** START Selected text **

The Timemaster I have goes from 1 1/4" up to 4 1/4" through 7 height options. I think most of the toros are similar but might not go up to 4 1/4. Some have a max HOC of 4" I believe.


----------



## llO0DQLE (Dec 4, 2017)

Thanks for the clarification about the 2 point HOC TN. Yes, from what I've seen, I believe the Toros start at around 1 - 1 1/4" as the lowest HOC and up to 4". I haven't seen one that's 4 1/4" but maybe I just missed it. I was also only looking at the Recyclers so maybe it's only the Timemasters that go that high. It also seems that all of their 20-22" mowers are all 140cc - 160cc.


----------



## TN Hawkeye (May 7, 2018)

llO0DQLE said:


> Thanks for the clarification about the 2 point HOC TN. Yes, from what I've seen, I believe the Toros start at around 1 - 1 1/4" as the lowest HOC and up to 4". I haven't seen one that's 4 1/4" but maybe I just missed it. I was also only looking at the Recyclers so maybe it's only the Timemasters that go that high. It also seems that all of their 20-22" mowers are all 140cc - 160cc.


I can't speak to the 20-22" models but I love my Timemaster. The personal pace system is the best self propelled system I've ever used. It mulches well, side discharges very well, and has a great cut quality. I know this doesn't mean the 20" model will be the same. Before I decided on the Timemaster I was torn between a super recycler and a 21" Honda. I probably would have gone with the Honda just because of the engine. Let us know which way you go and how you like it.

** END Selected text **
** START Data extract **

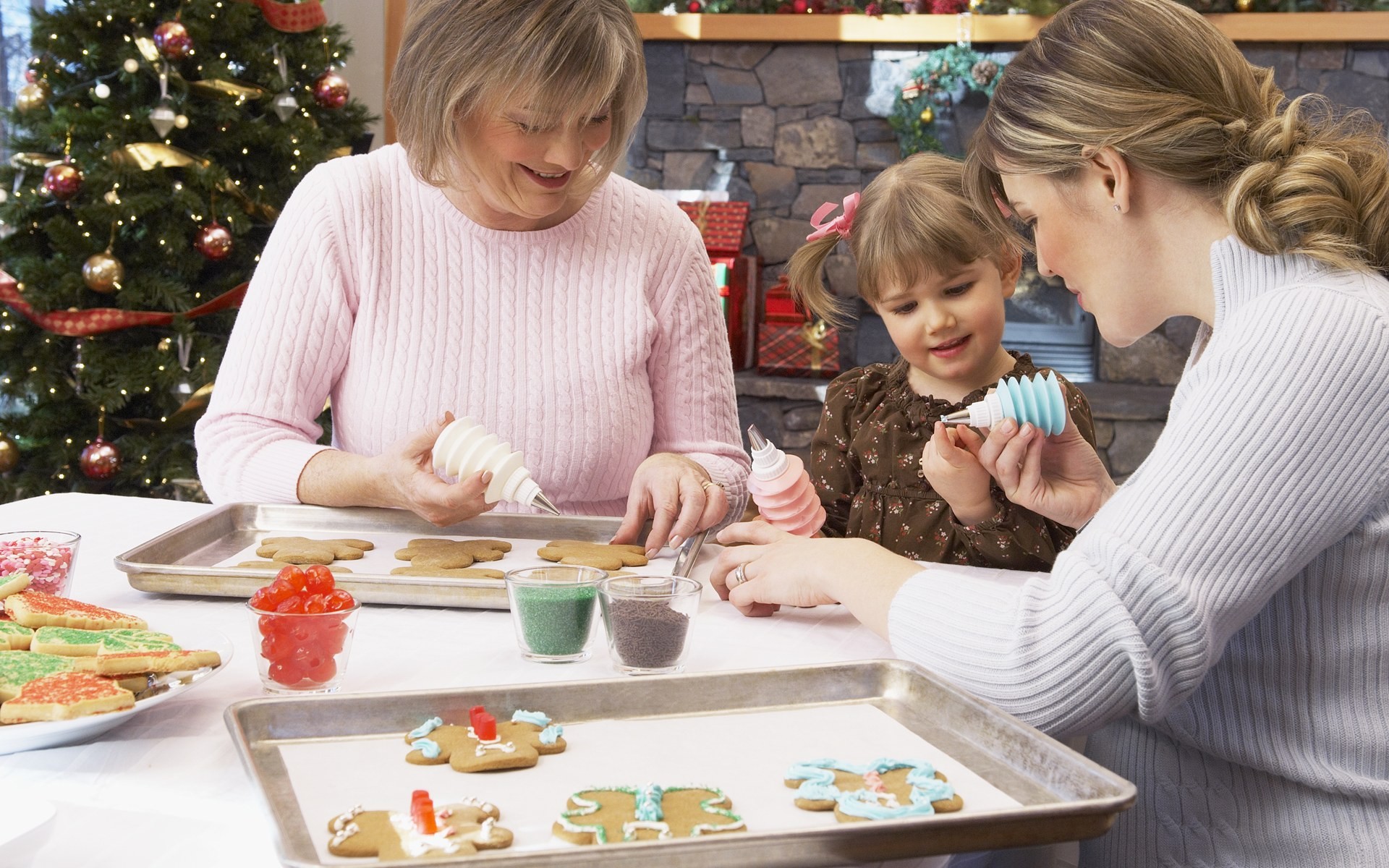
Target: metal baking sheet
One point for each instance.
(184, 560)
(1061, 796)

** END Data extract **

• **Directive**
Transcribe the passage of the mower discussion that begins with the words "The Timemaster I have" and ends with "(Dec 4, 2017)". The listing is not required for this work.

• **Solution for this exercise**
The Timemaster I have goes from 1 1/4" up to 4 1/4" through 7 height options. I think most of the toros are similar but might not go up to 4 1/4. Some have a max HOC of 4" I believe.


----------



## llO0DQLE (Dec 4, 2017)